- **Source excerpt**
Mmmh. It seems that __str__() should only return str instances. At
least that's how I understand it from the fact that there is a
__unicode__ special method in the object class (from the Python
documentation) :

__unicode__( self) 
Called to implement unicode() builtin; should return a Unicode object.
When this method is not defined, string conversion is attempted, and
the result of string conversion is converted to Unicode using the
system default encoding.

That's a tricky one, I think we should ask the Python community about this.

> Interesting that in this case the Unicode string also gets delivered
> direct
> to req.write() as well.
> 
> I would suggest that the whole encoding issue be left up to the
> developer
> to handle rather than trying to be smart about it and make it automatic.
> The developer is going to know what they want, where as we would be
> making
> assumptions and could get it wrong.
> 
> Graham

Why not, but we should forbid people from returning Unicode strings,
then, because they rely on an undocumented behaviour of the publisher
that could change later.

Regards,
Nicolas

Re: mod_python.publisher : proposal for a few implementation changes

Posted by Graham Dumpleton <gr...@dscpl.com.au>.
You must be getting sick of me picking apart everything you put up. :-)

Problem I see with this is that it wouldn't be getting applied in all
cases where Unicode strings would be getting returned. Imagine:

   class _Object:
     def __str__(self):
       return u'123'

   object = _Object()

- **Exercise goal**
Answer these questions from the excerpt on mod_python.publisher:
(a) According to the quoted Python documentation, what kind of object should __unicode__ return?
(b) What does Nicolas say people should be forbidden from returning if encoding is left to the developer?
(c) What value does the __str__ method in Graham's _Object class return?
The listing that follows comes from a separate source and is unrelated to the excerpt.

- **Available data**
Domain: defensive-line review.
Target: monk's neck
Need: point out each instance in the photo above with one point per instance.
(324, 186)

- **Task solution**
(a) A Unicode object.
(b) Unicode strings.
(c) u'123'